> [TEKS BACAAN]:
▬▬▬

Meski semua ibadah kepada Allah adalah baik, tapi shalat adalah ibadah yang terbaik. Demikian dinyatakan oleh Al-Qur’an. Hadis, dan ungkapan para ulama dan sufi. Rasulullah bersabda : “Sebaik-baiknya amal adalah shalat pada waktunya.” Sayidina Ali bin Abi Thalib menyatakan : “Sesungguhnya amal perbuatan yang paling disukai Allah adalah shalat. Bahkan, ia diriwayatkan melafazkan kata : “Shalat …shalat …” pada detik-detik terakhir sebelum kematiannya. Sedangkan Imam Ja’far al-Shadiq – seorang pemimpin umat, sufi, dan filosof, guru Imam Abu Hanifah dan Imam Malik -- juga menyeru : “Sesungguhnya sebaik-baik amal di sisi Allah pada hari kiamat adalah shalat.
Namun, kita bertanya-tanya, kalau sedemikian penting nilai shalat dalam keseluruhan ajaran Islam, mengapa kita seolah tak banyak melihat manfaat shalat bagi orang-orang yang melakukannya? Mengapa negara-negara Muslim, yang di dalamnya banyak orang melakukan shalat, justru tertinggal dalam hal-hal yang baik dari negara-negara non-Muslim, dan menjadi “juara” dalam hal-hal yang buruk, seperti korupsi, misalnya? Mengapa tak jarang kita lihat orang yang tampak rajin menjalankan shalat, bahkan shalat jama’ah di masjid-masjid, tak memiliki akhlak yang dapat dicontoh? Apakah Allah Swt., telah melakukan kekeliruan ketika menyatakan bahwa “Innash-shalata tanhaa ‘anil fakhsyaa’I wal-munkar (Sesungguhnya shalat mencegah dari perbuatan keji dan mungkar”? Apakah salah Rasul-Nya ketika menyatakan bahwa “jika shalat seseorang baik maka baiklah semua amalnya?” Shadaqa Allah al-‘Azhim wa shadaqa Rasul Allah (Sungguh benar Allah Yang Maha Agung dan Rasul-Nya).

▬▬▬

> [DATA MENTAH]:

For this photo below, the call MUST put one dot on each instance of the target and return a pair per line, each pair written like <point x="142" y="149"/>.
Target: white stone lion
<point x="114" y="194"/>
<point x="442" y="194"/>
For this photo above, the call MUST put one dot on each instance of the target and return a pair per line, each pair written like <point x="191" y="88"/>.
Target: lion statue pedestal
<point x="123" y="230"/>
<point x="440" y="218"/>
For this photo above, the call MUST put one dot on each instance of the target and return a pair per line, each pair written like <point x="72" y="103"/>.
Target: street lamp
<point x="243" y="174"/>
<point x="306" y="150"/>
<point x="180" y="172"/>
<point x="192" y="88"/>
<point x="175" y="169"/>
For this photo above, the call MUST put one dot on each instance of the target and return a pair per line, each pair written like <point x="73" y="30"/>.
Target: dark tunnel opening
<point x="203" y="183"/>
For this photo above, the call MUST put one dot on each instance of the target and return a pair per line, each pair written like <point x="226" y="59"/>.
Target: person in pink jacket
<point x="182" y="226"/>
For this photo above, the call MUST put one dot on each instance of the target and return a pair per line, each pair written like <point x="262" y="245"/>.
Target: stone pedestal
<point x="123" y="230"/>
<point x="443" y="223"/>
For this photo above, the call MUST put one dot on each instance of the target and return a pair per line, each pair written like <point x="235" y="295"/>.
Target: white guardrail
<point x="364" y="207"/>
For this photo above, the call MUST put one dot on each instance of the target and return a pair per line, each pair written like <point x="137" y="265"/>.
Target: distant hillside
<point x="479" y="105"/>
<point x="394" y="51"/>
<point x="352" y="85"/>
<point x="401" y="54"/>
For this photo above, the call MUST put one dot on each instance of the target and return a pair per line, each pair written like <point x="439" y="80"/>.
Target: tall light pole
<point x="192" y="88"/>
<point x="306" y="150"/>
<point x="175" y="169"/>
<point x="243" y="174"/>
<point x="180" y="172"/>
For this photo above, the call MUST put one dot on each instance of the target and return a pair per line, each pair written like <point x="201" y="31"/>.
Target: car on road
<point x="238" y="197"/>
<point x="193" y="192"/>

▬▬▬

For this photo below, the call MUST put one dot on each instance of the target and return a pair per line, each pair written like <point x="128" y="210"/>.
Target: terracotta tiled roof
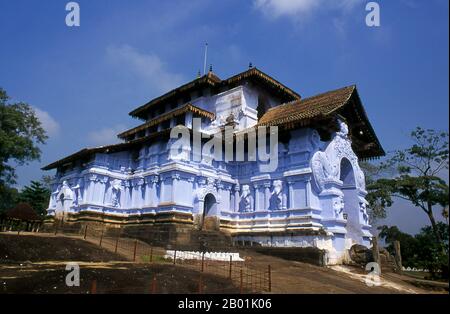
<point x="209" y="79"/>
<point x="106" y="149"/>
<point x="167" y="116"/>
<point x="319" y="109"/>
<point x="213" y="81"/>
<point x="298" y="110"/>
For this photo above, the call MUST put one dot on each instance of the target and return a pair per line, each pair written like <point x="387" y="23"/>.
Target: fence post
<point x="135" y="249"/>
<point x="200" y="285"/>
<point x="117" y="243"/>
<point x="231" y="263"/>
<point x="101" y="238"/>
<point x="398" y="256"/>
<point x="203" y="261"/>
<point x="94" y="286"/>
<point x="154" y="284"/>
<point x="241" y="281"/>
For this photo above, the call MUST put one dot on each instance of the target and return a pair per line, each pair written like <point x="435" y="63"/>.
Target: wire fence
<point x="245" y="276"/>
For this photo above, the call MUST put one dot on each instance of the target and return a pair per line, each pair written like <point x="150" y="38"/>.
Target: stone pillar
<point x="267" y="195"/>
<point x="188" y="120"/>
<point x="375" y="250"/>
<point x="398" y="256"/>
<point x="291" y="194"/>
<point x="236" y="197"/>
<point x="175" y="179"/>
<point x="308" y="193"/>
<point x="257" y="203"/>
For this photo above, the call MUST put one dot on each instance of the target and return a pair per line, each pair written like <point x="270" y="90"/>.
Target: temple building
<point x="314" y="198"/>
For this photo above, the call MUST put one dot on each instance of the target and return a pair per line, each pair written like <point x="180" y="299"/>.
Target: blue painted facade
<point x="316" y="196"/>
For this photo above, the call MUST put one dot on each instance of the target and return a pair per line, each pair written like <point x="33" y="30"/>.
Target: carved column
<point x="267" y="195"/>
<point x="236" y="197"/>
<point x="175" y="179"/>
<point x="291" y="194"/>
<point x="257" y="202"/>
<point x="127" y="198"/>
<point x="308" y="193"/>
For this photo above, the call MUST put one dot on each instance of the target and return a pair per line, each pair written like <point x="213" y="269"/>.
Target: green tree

▬▬▬

> [SOAL UNTUK DIKERJAKAN]:
- 1) Jawab pertanyaan berikut berdasarkan teks tentang shalat.
(a) Menurut sabda Rasulullah, apa sebaik-baiknya amal?
(b) Imam Ja'far al-Shadiq disebut sebagai guru dari siapa saja?
(c) Apa contoh hal buruk yang disebut membuat negara-negara Muslim menjadi "juara"?
- 2) Tolong tuliskan kembali bagian teks tentang shalat, mulai dari "Meski semua ibadah" dan terus sampai "kiamat adalah shalat.".

> [KUNCI JAWABAN]:
- 1)
(a) Shalat pada waktunya.
(b) Imam Abu Hanifah dan Imam Malik.
(c) Korupsi.

- 2)
Meski semua ibadah kepada Allah adalah baik, tapi shalat adalah ibadah yang terbaik. Demikian dinyatakan oleh Al-Qur’an. Hadis, dan ungkapan para ulama dan sufi. Rasulullah bersabda : “Sebaik-baiknya amal adalah shalat pada waktunya.” Sayidina Ali bin Abi Thalib menyatakan : “Sesungguhnya amal perbuatan yang paling disukai Allah adalah shalat. Bahkan, ia diriwayatkan melafazkan kata : “Shalat …shalat …” pada detik-detik terakhir sebelum kematiannya. Sedangkan Imam Ja’far al-Shadiq – seorang pemimpin umat, sufi, dan filosof, guru Imam Abu Hanifah dan Imam Malik -- juga menyeru : “Sesungguhnya sebaik-baik amal di sisi Allah pada hari kiamat adalah shalat.